─── Document text

New Delhi: The Narendra Modi government Monday sought Parliament approval for additional spending of Rs 1.67 lakh crore in the current financial year as it looks to budget the additional expenditure for its Covid relief package.
While the government had announced a Rs 21-lakh crore economic relief package in phases over the last three months, the fiscal impact of these measures was expected to be at one-tenth of its size at Rs 2-2.5 lakh crore as most of the measures were aimed at boosting liquidity.
On the first day of the Parliament’s Monsoon Session, Finance Minister Nirmala Sitharaman tabled the first batch of supplementary demand for grants in the Lok Sabha seeking gross additional expenditure of Rs 2.35 lakh crore.
Of this, around Rs 68,000 crore will be met through savings from other departments and the remaining Rs 1.67 lakh crore will be an additional cash outgo.
The highest cash outgo is on account of the higher allocations for the rural job guarantee scheme. The Mahatma Gandhi National Rural Employment Guarantee Scheme has been allocated an additional expenditure of Rs 40,000 crore to what was announced in the budget.
Another Rs 33,771 crore has been allocated for cash transfers to women Jan Dhan accounts and in accounts of the old people. The Ministry of Consumer Affairs, Food and Public Distribution has been provided an additional allocation of Rs 16,000 crore for distribution of foodgrains and other expenditure.
Around Rs 14,000 crore has been allocated to the Ministry of Health and Family Welfare in its Covid fight. The government has also allocated Rs 4,000 crore to the National Credit Guarantee Trust Company for guaranteeing Rs 3 lakh crore of loans to micro, small and medium enterprises.
The government has also allocated Rs 46,600 crore for allocation of revenue deficit grants to states as recommended by the Fifteenth Finance Commission. Though the government had accepted the recommendations of the commission to provide Rs 74,340 crore to the states in 2020-21, the allocation made in the budget was only around Rs 30,000 crore.
Amid rising tensions along the Line of Actual Control, the government is also providing additional resources building and maintenance of strategic and border roads.
Among the allocations that will not have a cash outgo include Rs 20,000 crore of recapitalisation of state-run banks.
‘Fiscal deficit will widen’
With revenue contracting sharply and expenditures rising, the government has announced an additional borrowing of Rs 4 lakh crore in the current fiscal. This will raise the total market borrowing by the government to Rs 12 lakh crore in 2020-21. The fiscal deficit is also likely to increase sharply than the initially budgeted 3.5 per cent.
Aditi Nayar, principal economist at ICRA Ltd, said in a note that the eventual fiscal deficit for 2020-21 will be determined by the extent of the savings that can be generated through expenditure management measures in light of the ongoing revenue shock of around Rs 6 lakh crore.
“Our baseline expectation is now that the Government of India’s fiscal deficit will widen to at least Rs 14 lakh crore or 7.4 per cent of GDP in 2020-21,” she said.

──────
─── Source data

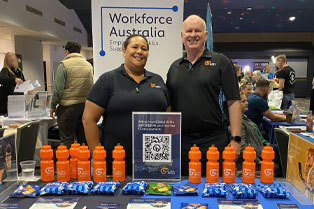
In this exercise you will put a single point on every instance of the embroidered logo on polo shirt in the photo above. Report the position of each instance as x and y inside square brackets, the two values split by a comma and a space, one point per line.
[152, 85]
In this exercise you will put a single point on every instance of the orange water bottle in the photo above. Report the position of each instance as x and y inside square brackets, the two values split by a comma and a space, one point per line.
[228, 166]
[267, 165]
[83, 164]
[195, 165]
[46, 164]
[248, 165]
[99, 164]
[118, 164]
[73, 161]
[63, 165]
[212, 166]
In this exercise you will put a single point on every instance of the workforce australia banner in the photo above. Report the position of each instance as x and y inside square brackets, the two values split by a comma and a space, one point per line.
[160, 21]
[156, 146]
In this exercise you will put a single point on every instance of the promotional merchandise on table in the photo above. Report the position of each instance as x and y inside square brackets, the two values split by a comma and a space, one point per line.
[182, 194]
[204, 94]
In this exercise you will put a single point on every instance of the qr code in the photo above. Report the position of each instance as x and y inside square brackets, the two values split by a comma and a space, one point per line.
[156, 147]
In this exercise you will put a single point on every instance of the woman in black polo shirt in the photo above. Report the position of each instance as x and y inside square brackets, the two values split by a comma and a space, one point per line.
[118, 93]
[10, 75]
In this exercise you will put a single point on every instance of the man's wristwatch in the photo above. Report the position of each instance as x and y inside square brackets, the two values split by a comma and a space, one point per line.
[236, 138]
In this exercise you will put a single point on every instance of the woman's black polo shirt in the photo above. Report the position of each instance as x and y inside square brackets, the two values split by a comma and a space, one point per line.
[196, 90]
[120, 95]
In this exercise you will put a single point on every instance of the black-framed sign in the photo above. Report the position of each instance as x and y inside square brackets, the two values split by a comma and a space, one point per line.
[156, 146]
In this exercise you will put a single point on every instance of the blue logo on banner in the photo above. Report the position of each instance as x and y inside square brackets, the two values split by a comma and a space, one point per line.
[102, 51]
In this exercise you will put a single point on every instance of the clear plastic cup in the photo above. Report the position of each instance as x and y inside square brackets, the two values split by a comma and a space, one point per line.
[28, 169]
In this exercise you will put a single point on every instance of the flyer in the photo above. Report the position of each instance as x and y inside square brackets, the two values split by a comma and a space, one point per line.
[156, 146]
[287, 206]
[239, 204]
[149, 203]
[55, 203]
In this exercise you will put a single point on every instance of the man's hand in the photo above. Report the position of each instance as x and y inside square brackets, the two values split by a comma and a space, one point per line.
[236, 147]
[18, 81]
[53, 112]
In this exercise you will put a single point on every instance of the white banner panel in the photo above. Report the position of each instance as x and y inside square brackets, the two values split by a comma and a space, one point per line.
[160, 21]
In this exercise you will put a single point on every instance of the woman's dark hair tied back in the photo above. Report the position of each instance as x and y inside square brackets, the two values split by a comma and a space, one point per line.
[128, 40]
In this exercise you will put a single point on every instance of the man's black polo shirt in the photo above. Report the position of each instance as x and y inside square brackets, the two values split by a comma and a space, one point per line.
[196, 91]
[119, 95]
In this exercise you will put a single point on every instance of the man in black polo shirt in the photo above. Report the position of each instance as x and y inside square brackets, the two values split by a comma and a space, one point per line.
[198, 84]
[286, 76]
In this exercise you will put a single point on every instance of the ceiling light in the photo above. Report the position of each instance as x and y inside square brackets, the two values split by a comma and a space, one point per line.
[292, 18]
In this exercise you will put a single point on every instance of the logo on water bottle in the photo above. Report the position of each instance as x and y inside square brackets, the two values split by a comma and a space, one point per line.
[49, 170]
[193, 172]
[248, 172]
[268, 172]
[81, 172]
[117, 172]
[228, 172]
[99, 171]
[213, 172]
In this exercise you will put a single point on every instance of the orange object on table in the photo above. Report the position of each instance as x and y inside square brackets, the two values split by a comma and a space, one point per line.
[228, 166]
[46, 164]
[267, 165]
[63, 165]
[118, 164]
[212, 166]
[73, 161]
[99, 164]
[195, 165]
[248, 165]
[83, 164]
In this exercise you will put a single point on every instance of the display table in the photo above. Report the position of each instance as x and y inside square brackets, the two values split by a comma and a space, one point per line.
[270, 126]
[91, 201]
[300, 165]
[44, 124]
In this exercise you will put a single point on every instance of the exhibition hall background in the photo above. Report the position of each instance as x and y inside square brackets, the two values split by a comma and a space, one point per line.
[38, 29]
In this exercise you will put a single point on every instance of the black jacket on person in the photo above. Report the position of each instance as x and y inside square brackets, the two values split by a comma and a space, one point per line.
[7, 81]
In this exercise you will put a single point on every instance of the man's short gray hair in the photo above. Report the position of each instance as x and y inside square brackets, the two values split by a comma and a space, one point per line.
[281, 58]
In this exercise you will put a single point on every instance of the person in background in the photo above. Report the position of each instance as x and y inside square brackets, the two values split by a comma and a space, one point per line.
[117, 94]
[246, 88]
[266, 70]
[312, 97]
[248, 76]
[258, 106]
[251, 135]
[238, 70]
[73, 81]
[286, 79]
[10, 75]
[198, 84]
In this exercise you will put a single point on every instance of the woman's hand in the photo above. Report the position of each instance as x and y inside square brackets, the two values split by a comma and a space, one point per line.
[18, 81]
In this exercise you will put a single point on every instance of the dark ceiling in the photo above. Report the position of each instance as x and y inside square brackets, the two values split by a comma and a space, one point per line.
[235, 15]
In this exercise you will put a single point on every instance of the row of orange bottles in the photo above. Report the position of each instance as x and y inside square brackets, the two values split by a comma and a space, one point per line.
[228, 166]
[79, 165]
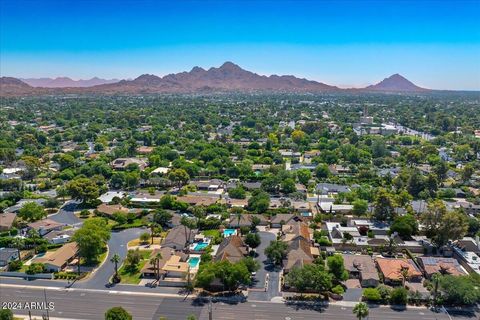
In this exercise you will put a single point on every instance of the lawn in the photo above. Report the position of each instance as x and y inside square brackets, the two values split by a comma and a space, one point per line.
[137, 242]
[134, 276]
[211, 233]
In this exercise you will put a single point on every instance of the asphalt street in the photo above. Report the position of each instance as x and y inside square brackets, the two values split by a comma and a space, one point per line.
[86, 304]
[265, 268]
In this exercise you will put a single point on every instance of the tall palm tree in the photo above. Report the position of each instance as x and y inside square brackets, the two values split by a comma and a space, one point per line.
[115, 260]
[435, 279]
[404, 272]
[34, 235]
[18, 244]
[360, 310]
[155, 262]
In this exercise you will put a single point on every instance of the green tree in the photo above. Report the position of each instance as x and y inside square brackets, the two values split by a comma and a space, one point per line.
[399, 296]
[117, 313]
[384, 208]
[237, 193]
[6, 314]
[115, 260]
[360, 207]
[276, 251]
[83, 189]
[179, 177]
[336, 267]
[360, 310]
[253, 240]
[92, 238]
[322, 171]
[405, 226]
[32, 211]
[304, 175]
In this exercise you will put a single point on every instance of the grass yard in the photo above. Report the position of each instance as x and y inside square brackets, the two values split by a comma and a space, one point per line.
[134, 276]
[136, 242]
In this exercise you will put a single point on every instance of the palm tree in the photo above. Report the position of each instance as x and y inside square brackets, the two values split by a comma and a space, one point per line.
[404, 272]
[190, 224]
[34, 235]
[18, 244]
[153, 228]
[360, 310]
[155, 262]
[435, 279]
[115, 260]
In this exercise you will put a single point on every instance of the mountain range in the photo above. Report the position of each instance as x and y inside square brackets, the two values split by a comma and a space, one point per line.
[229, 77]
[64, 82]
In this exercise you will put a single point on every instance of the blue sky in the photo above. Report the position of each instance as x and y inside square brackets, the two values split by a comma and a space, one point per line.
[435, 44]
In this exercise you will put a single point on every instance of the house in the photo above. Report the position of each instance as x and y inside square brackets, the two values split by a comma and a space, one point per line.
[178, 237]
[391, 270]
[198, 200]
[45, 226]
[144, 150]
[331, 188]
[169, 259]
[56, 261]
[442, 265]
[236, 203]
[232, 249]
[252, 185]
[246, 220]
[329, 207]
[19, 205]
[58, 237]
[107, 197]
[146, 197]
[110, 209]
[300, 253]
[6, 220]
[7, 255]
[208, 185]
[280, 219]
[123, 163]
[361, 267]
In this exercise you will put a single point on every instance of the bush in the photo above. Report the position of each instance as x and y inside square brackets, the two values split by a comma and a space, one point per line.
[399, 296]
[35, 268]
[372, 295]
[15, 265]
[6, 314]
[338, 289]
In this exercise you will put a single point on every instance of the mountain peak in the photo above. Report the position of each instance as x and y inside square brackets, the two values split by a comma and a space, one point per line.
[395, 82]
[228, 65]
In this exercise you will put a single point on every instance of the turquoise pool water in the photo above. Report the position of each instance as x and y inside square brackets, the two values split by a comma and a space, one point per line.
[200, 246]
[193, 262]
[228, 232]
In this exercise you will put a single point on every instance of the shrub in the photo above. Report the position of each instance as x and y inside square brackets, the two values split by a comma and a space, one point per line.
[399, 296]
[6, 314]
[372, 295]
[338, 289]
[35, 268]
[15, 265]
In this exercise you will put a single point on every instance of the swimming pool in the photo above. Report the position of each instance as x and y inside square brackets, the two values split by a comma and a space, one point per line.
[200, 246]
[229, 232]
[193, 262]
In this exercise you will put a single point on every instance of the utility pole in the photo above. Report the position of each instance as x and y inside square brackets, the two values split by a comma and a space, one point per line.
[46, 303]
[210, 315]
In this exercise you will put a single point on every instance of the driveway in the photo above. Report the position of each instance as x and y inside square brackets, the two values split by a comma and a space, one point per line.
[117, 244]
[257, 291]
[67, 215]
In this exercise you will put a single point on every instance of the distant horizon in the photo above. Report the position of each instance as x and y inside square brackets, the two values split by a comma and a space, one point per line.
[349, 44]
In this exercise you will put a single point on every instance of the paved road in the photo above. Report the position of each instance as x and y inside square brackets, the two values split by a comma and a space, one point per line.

──────
─── Source data

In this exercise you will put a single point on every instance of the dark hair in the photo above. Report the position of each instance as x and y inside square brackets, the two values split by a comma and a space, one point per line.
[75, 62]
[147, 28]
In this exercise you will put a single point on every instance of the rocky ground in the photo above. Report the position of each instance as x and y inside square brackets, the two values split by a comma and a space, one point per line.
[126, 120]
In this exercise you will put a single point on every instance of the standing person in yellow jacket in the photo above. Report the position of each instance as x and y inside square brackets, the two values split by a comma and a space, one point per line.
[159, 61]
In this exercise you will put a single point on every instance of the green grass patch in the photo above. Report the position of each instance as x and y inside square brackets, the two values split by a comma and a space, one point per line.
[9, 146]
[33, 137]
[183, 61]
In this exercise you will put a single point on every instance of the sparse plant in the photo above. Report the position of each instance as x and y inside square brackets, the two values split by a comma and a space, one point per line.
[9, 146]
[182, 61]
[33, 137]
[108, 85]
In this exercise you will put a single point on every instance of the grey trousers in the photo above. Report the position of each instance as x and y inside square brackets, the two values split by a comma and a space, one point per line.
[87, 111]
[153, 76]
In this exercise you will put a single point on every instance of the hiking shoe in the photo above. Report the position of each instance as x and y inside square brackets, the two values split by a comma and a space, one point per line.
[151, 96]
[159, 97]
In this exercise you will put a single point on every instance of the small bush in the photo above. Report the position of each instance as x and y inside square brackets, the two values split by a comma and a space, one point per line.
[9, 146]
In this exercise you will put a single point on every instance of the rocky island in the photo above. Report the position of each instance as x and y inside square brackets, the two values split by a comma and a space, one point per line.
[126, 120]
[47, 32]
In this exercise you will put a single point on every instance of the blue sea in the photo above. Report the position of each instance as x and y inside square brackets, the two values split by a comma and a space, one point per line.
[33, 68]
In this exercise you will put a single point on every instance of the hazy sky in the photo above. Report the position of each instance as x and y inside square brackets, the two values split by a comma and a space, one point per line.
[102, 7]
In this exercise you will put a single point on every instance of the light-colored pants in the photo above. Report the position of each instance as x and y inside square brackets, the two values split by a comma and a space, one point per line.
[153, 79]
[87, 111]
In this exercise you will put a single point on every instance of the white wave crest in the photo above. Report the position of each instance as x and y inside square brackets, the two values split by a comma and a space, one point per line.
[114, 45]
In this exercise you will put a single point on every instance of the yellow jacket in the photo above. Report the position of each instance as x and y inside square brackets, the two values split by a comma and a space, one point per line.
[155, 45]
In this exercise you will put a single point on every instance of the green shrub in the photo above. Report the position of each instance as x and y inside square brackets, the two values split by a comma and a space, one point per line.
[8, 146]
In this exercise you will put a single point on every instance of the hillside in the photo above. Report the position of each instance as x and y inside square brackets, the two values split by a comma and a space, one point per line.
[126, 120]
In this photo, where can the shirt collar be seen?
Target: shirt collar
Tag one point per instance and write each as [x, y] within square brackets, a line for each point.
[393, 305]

──────
─── Source data

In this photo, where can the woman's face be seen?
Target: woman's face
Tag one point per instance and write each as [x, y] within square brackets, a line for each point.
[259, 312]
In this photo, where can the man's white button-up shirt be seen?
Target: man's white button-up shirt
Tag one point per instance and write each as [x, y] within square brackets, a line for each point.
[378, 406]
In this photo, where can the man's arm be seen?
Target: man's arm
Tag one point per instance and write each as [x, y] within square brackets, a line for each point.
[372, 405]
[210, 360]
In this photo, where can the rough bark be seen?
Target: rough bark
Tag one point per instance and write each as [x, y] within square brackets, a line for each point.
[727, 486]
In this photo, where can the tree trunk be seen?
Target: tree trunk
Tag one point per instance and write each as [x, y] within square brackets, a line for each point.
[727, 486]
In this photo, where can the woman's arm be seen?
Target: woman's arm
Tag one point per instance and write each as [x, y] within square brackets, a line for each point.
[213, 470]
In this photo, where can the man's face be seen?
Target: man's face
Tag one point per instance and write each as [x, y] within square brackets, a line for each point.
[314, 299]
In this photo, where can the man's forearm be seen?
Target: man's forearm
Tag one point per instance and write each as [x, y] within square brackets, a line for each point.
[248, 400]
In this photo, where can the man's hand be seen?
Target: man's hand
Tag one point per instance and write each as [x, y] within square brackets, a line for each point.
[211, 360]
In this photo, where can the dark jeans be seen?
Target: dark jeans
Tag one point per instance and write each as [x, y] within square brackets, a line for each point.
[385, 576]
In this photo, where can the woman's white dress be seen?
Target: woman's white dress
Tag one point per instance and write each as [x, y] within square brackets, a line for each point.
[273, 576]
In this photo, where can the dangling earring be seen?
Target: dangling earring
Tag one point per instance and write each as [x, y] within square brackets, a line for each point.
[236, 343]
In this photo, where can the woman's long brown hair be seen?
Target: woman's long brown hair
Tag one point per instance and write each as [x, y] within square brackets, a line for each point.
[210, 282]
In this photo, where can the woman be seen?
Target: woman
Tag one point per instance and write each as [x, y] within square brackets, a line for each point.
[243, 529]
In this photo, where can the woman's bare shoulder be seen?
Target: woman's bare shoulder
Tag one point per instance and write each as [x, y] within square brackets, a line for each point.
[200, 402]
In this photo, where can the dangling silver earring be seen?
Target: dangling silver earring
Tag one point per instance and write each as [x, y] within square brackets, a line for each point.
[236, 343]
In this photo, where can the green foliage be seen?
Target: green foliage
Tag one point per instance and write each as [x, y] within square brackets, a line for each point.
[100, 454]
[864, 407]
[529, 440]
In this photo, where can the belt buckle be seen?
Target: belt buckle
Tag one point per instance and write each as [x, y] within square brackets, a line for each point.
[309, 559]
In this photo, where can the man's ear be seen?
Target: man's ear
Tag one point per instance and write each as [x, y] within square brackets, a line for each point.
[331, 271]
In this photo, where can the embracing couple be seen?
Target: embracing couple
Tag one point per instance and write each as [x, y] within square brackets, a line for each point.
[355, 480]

──────

» Exercise instructions
In the article on the supplementary demands for grants, which allocations in this first batch have a stated rupee amount, and what is each amount? The data has no connection to the article about the supplementary demands for grants.

» Solution
- Mahatma Gandhi National Rural Employment Guarantee Scheme: Rs 40,000 crore
- Cash transfers to women Jan Dhan accounts and to accounts of old people: Rs 33,771 crore
- Ministry of Consumer Affairs, Food and Public Distribution, for distribution of foodgrains and other expenditure: Rs 16,000 crore
- Ministry of Health and Family Welfare, for its Covid fight: around Rs 14,000 crore
- National Credit Guarantee Trust Company, for guaranteeing loans to micro, small and medium enterprises: Rs 4,000 crore
- Revenue deficit grants to states: Rs 46,600 crore
- Recapitalization of state-run banks, with no cash outgo: Rs 20,000 crore